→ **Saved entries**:
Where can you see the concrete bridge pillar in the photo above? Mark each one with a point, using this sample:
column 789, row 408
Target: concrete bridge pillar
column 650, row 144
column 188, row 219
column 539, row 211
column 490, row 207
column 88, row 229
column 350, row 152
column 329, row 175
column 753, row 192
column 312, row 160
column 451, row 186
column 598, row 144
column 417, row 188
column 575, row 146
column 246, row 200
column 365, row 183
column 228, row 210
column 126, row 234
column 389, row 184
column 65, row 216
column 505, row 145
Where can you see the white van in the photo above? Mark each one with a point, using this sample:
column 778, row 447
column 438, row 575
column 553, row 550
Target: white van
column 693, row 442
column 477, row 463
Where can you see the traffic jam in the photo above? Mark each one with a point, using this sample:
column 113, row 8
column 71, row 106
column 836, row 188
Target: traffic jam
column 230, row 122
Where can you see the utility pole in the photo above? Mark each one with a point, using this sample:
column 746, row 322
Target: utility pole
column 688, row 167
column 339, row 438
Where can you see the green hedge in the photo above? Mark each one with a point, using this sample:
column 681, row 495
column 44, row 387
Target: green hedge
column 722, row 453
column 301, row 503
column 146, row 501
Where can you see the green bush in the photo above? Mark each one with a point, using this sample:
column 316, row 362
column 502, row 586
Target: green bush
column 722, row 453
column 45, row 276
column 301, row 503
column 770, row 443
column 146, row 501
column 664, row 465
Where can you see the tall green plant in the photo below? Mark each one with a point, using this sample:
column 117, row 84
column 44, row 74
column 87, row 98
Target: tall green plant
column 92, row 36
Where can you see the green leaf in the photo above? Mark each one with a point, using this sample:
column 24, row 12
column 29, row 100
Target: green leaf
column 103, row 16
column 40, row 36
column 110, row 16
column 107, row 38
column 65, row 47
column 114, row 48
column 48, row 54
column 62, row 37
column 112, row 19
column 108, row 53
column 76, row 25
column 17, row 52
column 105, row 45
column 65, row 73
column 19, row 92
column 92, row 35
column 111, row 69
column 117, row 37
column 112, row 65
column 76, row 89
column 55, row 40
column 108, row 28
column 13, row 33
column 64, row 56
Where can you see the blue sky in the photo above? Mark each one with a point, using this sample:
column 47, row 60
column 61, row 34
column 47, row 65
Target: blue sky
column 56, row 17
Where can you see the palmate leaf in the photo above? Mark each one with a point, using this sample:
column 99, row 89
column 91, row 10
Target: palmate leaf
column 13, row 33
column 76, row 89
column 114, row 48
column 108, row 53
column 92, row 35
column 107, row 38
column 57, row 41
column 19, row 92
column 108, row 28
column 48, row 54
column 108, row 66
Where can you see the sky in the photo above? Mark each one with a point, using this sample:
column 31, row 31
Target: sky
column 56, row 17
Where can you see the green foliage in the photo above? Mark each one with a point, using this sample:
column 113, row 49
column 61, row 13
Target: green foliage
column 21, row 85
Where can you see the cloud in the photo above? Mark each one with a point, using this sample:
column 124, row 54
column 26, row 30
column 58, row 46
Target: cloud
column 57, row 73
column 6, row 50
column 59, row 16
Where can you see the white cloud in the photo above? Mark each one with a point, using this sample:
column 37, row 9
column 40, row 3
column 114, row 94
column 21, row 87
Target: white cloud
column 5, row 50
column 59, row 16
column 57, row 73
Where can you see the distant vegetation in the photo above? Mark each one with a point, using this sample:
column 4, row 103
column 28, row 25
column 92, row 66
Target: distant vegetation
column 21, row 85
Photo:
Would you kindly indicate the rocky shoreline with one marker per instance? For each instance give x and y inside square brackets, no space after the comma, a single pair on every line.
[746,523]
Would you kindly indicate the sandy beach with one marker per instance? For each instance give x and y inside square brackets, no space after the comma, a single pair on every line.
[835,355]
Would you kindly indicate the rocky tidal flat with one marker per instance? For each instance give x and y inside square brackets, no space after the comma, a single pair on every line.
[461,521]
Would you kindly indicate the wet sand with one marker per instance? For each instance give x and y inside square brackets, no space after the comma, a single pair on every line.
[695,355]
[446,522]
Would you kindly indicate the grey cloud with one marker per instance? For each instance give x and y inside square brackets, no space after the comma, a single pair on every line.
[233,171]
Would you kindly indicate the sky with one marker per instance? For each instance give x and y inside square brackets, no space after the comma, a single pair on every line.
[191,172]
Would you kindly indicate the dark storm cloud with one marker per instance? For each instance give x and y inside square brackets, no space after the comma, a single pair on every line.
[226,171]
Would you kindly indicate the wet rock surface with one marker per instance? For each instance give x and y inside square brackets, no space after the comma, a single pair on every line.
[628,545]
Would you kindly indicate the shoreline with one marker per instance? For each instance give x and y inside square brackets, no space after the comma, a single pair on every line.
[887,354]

→ **What you will do**:
The data above, all of it, needs to be output exactly as written.

→ **Task solution**:
Where can you see the concrete bridge pillar in the photo above? Mark each one with a point, using this sample:
column 789, row 408
Target: concrete bridge pillar
column 650, row 144
column 188, row 219
column 539, row 211
column 490, row 207
column 88, row 229
column 350, row 152
column 329, row 175
column 753, row 192
column 312, row 160
column 451, row 186
column 598, row 144
column 417, row 188
column 575, row 146
column 246, row 200
column 365, row 183
column 228, row 210
column 126, row 234
column 389, row 184
column 65, row 216
column 505, row 145
Where can you see the white van in the photo above? Mark each one with a point, using this sample:
column 778, row 447
column 438, row 575
column 553, row 550
Target: white van
column 693, row 442
column 477, row 463
Where can you see the traffic jam in the photo above? Mark each one with a point, using this sample:
column 113, row 8
column 71, row 106
column 836, row 188
Target: traffic jam
column 230, row 122
Where can you see the utility pole in the photo above? Mark each one with a point, using this sample:
column 746, row 322
Target: utility pole
column 688, row 167
column 339, row 438
Where can you see the green hedge in the photo above? Mark each one with a point, using this sample:
column 681, row 495
column 44, row 387
Target: green hedge
column 722, row 453
column 301, row 503
column 146, row 501
Where can you see the green bush in the photo above? Mark each one with a point, using this sample:
column 316, row 362
column 502, row 586
Target: green bush
column 722, row 453
column 45, row 276
column 301, row 503
column 770, row 443
column 146, row 501
column 664, row 465
Where can you see the tall green plant in the photo below? Mark each one with a point, using this sample:
column 117, row 84
column 44, row 74
column 87, row 98
Target: tall green plant
column 92, row 36
Where can you see the green leaf in the photo above? Mark each one with a point, using this sample:
column 24, row 12
column 29, row 100
Target: green leaf
column 103, row 16
column 40, row 36
column 110, row 16
column 107, row 38
column 65, row 47
column 114, row 48
column 48, row 54
column 62, row 37
column 112, row 19
column 108, row 53
column 76, row 25
column 17, row 52
column 105, row 45
column 65, row 73
column 19, row 92
column 92, row 35
column 111, row 69
column 117, row 37
column 112, row 65
column 76, row 89
column 55, row 40
column 108, row 28
column 13, row 33
column 64, row 56
Where can you see the blue sky in the photo above? Mark each one with a point, using this sample:
column 47, row 60
column 61, row 34
column 47, row 65
Target: blue sky
column 56, row 17
Where can you see the palmate leaf in the photo above? Mark each one with a point, using this sample:
column 99, row 89
column 91, row 10
Target: palmate leaf
column 13, row 33
column 76, row 89
column 114, row 48
column 108, row 53
column 92, row 35
column 107, row 38
column 57, row 41
column 19, row 92
column 108, row 28
column 48, row 54
column 108, row 66
Where can you see the sky in the photo above? Mark each one with a point, using this sample:
column 31, row 31
Target: sky
column 56, row 17
Where can you see the green foliage in the photo above? Mark each one with a point, using this sample:
column 113, row 49
column 61, row 13
Target: green foliage
column 21, row 85
Where can you see the cloud in the photo above? Mark each one with a point, using this sample:
column 124, row 54
column 26, row 30
column 58, row 46
Target: cloud
column 57, row 73
column 6, row 50
column 59, row 16
Where can you see the white cloud in the photo above? Mark each one with a point, using this sample:
column 37, row 9
column 40, row 3
column 114, row 94
column 21, row 87
Target: white cloud
column 5, row 50
column 59, row 16
column 57, row 73
Where can you see the distant vegetation in the photo above? Mark each one with a point, using this sample:
column 4, row 103
column 28, row 25
column 92, row 66
Target: distant vegetation
column 21, row 85
Photo:
Would you kindly indicate the rocky shoreline with one marker per instance? For each instance give x and y inside square brackets, no space after the comma, a single pair on every line.
[746,523]
Would you kindly indicate the sandy beach with one marker per instance? For each instance give x and y inside square brackets, no space after the comma, a single pair on every line.
[835,355]
Would you kindly indicate the rocky tidal flat with one marker per instance? For each instance give x and y inside square brackets, no space after the comma, a single pair on every line.
[461,521]
Would you kindly indicate the wet sand with one marker per instance? For each instance give x and y inside square brackets, no space after the comma, a single pair on every line.
[695,355]
[446,522]
Would you kindly indicate the grey cloud with one marker per instance? For each instance give x and y inside square brackets, no space after the comma, a single pair on every line.
[233,171]
Would you kindly indicate the sky with one marker per instance? For each instance give x and y inside square brackets, no space after the comma, a single pair on every line.
[191,172]
Would you kindly indicate the dark storm cloud with one marker per instance? For each instance give x and y inside square brackets, no space after the comma, a single pair on every line.
[226,171]
Would you kindly indicate the wet rock surface with one marker per instance? For each instance give x and y inside square brackets, no space after the comma, a single pair on every line.
[628,545]
Would you kindly indicate the shoreline with one marker per instance? For each instance give x and y inside square brackets, no space after the comma, a single pair on every line.
[887,354]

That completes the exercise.